[TASK GOAL] Select every line of the listing that contains the word "water". Case counts.

[SUPPLIED MATERIAL]

——

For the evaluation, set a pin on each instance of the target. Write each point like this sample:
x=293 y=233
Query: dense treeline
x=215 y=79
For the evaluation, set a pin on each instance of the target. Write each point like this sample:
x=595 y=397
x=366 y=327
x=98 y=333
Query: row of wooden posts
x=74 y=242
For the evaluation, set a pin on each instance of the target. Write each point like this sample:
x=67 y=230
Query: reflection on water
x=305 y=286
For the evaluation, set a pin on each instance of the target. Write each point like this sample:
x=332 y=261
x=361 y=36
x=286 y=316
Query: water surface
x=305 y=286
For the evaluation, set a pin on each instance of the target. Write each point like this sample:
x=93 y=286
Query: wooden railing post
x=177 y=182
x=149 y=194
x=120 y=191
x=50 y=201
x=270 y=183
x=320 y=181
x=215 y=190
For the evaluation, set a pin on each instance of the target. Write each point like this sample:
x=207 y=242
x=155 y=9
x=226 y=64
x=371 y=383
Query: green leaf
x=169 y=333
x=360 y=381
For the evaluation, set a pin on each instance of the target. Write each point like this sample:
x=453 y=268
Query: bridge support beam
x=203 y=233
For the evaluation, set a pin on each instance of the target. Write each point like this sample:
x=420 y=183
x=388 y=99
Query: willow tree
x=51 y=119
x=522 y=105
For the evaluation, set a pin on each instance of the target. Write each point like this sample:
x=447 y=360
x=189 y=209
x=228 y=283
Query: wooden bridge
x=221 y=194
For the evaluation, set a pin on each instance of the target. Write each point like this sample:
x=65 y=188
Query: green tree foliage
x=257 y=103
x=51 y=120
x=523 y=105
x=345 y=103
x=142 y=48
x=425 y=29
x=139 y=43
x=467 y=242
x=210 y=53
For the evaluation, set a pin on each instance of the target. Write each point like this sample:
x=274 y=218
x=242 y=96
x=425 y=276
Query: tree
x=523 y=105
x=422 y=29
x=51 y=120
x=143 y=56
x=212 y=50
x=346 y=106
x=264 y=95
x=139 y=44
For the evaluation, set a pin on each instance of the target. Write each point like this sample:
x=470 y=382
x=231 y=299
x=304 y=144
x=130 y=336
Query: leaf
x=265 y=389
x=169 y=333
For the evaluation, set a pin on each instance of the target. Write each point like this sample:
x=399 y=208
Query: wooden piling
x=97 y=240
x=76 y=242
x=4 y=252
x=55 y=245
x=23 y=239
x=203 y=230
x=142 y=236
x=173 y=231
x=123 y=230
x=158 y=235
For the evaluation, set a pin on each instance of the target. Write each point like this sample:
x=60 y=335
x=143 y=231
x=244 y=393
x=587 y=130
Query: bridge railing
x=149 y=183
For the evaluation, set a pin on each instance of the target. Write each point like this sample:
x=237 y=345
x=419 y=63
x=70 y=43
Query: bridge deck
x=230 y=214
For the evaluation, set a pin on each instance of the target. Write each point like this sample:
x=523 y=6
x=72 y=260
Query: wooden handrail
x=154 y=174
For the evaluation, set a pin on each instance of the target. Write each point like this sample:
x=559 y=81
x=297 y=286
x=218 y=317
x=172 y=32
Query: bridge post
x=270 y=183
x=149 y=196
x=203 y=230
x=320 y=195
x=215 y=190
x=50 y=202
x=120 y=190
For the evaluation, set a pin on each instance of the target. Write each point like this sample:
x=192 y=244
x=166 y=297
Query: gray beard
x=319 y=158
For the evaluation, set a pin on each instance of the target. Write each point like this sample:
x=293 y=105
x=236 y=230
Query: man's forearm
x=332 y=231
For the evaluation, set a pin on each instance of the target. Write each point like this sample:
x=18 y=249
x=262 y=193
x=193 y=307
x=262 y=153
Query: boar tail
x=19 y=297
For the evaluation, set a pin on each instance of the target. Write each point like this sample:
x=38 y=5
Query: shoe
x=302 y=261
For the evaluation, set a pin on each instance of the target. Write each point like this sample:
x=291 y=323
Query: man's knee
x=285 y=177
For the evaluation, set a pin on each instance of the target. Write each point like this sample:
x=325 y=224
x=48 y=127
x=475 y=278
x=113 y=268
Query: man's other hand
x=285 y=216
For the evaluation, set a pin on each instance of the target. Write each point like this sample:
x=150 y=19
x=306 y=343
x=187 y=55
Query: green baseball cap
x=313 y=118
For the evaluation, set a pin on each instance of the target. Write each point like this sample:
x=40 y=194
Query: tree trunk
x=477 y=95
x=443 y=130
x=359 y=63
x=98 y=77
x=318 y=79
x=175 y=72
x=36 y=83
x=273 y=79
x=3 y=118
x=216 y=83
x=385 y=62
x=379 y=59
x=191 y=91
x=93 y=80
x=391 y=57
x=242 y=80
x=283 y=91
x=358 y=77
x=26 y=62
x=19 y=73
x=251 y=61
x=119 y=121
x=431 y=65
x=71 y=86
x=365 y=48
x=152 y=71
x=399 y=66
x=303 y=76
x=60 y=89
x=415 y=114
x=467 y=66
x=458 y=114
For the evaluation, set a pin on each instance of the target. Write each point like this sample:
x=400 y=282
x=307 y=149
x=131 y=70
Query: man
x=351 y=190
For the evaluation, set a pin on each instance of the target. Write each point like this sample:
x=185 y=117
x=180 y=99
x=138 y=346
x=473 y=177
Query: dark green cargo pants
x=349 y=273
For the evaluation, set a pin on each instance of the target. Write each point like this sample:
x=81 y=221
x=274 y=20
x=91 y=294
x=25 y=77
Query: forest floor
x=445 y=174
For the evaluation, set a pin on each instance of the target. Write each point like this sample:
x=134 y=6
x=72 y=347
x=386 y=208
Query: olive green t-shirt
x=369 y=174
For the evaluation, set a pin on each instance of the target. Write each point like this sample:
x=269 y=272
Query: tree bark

——

[SOLUTION TO THE PROBLEM]
Query: reflection on water
Query: water surface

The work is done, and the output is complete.